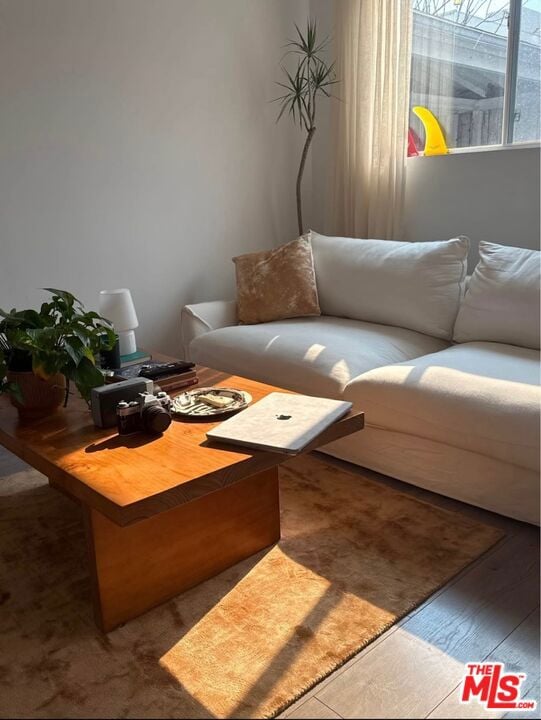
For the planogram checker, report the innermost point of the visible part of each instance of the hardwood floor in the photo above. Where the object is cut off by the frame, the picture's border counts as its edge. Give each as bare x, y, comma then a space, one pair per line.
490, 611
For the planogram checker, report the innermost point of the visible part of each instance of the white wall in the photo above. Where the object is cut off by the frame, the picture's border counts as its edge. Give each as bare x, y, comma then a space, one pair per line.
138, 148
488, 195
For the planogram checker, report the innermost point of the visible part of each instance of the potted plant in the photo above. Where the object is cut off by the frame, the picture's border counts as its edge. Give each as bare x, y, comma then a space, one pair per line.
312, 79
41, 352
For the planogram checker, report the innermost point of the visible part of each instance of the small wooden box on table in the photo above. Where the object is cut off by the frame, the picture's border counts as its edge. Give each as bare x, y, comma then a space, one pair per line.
==
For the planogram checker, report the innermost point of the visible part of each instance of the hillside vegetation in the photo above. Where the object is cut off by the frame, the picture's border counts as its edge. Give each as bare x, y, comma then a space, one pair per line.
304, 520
--
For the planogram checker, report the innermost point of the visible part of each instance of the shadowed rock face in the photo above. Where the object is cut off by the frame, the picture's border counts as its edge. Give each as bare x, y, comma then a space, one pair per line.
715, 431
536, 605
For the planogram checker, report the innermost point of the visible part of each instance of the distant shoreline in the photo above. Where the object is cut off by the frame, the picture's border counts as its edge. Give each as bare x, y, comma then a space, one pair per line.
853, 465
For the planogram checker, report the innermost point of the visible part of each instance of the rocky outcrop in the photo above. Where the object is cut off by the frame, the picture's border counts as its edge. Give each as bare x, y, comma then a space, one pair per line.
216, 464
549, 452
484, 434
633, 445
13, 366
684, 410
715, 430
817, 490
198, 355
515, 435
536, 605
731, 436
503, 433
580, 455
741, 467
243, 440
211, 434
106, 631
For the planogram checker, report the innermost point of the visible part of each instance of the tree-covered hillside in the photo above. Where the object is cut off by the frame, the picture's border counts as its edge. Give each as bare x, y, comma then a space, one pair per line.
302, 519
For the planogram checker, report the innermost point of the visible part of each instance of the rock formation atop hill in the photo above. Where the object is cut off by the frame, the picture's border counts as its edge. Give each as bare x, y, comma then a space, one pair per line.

▶ Task goal: Reproduce word for word the stretch of the data from the line containing "of the white" through the line containing "of the small", both of those lines included.

▶ Complete response:
For the planogram checker, report the innermost point of the visible part of each instance of the white wall in the photo above. Where the object is cut off by the frame, the picture's border counts as its edge. Give each as bare x, y, comma then a space, one pair per line.
138, 148
488, 195
For the planogram checker, report the innermost point of the visible part of each instance of the potted plant in the photo above. Where the object is cut off by the frame, the picture's border counts as its edge. Give each as bare x, y, comma then a space, one pair per line.
312, 79
41, 352
For the planogram checker, report the innermost point of the visible part of each instance of the small wooden box on table in the photo above. Where the object is cut off by the frame, the picture's border counts as its edge. Give each as bare x, y, comma then a space, one pair per line.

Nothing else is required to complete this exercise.